记录中哪些行含有字符串“positive”？请把这些行逐一完整列出，匹配时区分大小写。

──────── 数据部分

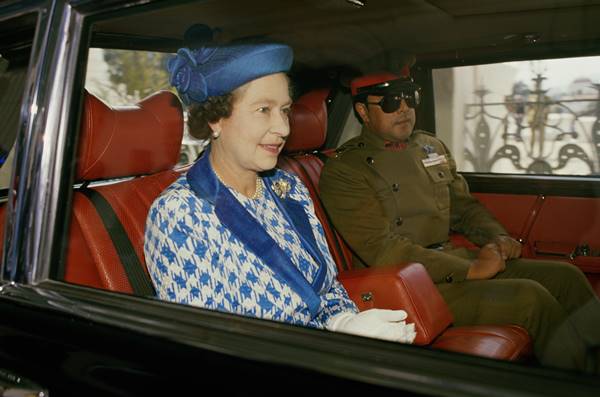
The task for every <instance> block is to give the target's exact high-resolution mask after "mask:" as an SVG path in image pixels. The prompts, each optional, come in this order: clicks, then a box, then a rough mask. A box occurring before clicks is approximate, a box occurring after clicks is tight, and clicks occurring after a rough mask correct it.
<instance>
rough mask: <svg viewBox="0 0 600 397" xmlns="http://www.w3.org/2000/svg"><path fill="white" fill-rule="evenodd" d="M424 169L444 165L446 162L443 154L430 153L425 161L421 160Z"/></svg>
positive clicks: (444, 157)
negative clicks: (424, 167)
mask: <svg viewBox="0 0 600 397" xmlns="http://www.w3.org/2000/svg"><path fill="white" fill-rule="evenodd" d="M421 161H422V162H423V165H424V166H425V167H431V166H434V165H438V164H446V163H447V162H448V160H446V155H445V154H437V153H430V154H429V156H428V157H427V158H426V159H423V160H421Z"/></svg>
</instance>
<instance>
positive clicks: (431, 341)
mask: <svg viewBox="0 0 600 397" xmlns="http://www.w3.org/2000/svg"><path fill="white" fill-rule="evenodd" d="M327 94H328V93H327V90H318V91H313V92H309V93H308V94H306V95H304V96H302V97H301V98H299V99H298V101H297V102H296V103H294V105H293V108H292V113H291V118H290V127H291V135H290V138H289V139H288V142H287V143H286V146H285V155H283V156H281V158H280V161H279V166H280V167H281V168H284V169H286V170H288V171H291V172H294V173H295V174H296V175H298V177H299V178H300V179H301V180H302V181H303V182H304V184H305V185H306V186H307V188H308V190H309V192H310V193H311V196H312V198H313V201H314V205H315V212H316V214H317V216H318V217H319V219H320V220H321V222H322V224H323V228H324V230H325V235H326V238H327V242H328V244H329V248H330V251H331V253H332V255H333V257H334V259H335V261H336V264H337V266H338V270H339V272H340V274H339V279H340V281H341V282H342V284H343V285H344V286H345V287H346V289H347V290H348V293H349V295H350V298H351V299H353V300H354V301H355V302H356V304H357V305H358V307H359V309H361V310H366V309H370V308H381V309H404V310H406V312H407V313H408V321H410V322H414V323H415V326H416V329H417V338H416V339H415V344H418V345H429V346H431V347H432V348H436V349H444V350H449V351H454V352H460V353H468V354H474V355H479V356H483V357H490V358H496V359H504V360H518V359H522V358H524V357H527V356H529V355H530V354H531V340H530V338H529V335H528V334H527V332H526V331H525V330H524V329H523V328H521V327H518V326H516V325H506V326H469V327H451V323H452V321H453V319H452V314H451V313H450V310H449V309H448V306H447V305H446V303H445V302H444V301H443V299H442V297H441V295H440V293H439V292H438V290H437V288H436V287H435V285H434V284H433V282H432V281H431V278H430V277H429V276H428V274H427V272H426V271H425V268H424V267H423V266H422V265H421V264H417V263H411V264H399V265H397V266H389V267H385V268H369V269H360V270H352V264H351V258H352V255H351V252H350V250H349V248H348V246H347V245H346V244H345V242H344V240H343V239H342V238H341V237H340V236H339V234H338V233H337V232H336V231H335V229H334V227H333V226H332V224H331V222H330V221H329V219H328V218H327V215H326V213H325V211H324V209H323V205H322V203H321V201H320V199H319V189H318V186H319V183H318V182H319V177H320V174H321V170H322V168H323V161H322V160H321V158H320V157H322V153H319V152H318V150H319V149H320V148H321V146H322V145H323V144H324V142H325V134H326V130H327V109H326V106H325V98H326V97H327Z"/></svg>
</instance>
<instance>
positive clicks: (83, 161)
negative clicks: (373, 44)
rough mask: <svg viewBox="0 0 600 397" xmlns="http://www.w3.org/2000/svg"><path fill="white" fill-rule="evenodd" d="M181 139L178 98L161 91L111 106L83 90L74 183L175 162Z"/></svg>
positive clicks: (127, 173) (107, 177)
mask: <svg viewBox="0 0 600 397" xmlns="http://www.w3.org/2000/svg"><path fill="white" fill-rule="evenodd" d="M182 137H183V112H182V108H181V103H180V102H179V99H178V98H177V97H176V96H175V94H173V93H172V92H169V91H160V92H157V93H156V94H153V95H151V96H149V97H147V98H144V99H143V100H142V101H140V103H138V104H137V105H134V106H127V107H119V108H111V107H109V106H107V105H106V104H105V103H103V102H102V101H100V100H99V99H98V98H96V97H95V96H93V95H91V94H89V93H87V92H86V94H85V102H84V106H83V119H82V122H81V136H80V138H79V139H80V141H79V151H78V155H77V174H76V179H77V181H82V180H95V179H109V178H119V177H125V176H134V175H142V174H150V173H154V172H158V171H163V170H167V169H171V168H173V166H174V165H175V164H177V160H178V158H179V152H180V150H181V140H182Z"/></svg>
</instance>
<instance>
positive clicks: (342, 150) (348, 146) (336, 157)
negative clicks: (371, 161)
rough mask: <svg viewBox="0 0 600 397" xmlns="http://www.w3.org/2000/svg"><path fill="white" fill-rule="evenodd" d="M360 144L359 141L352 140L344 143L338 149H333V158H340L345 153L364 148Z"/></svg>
mask: <svg viewBox="0 0 600 397" xmlns="http://www.w3.org/2000/svg"><path fill="white" fill-rule="evenodd" d="M360 142H361V141H359V140H354V139H353V140H351V141H348V142H346V143H344V144H343V145H342V146H340V147H339V148H337V149H335V157H336V158H340V157H341V156H343V155H344V154H345V153H348V152H351V151H353V150H356V149H360V148H362V147H364V144H363V145H361V144H360Z"/></svg>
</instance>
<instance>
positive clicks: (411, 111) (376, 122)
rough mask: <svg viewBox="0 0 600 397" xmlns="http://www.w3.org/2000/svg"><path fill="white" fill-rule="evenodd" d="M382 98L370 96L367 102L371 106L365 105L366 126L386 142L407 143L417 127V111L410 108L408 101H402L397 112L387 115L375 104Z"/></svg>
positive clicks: (372, 131)
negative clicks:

────────────────

* **任务回答**:
positive clicks: (444, 157)
positive clicks: (431, 341)
positive clicks: (83, 161)
positive clicks: (127, 173) (107, 177)
positive clicks: (342, 150) (348, 146) (336, 157)
positive clicks: (411, 111) (376, 122)
positive clicks: (372, 131)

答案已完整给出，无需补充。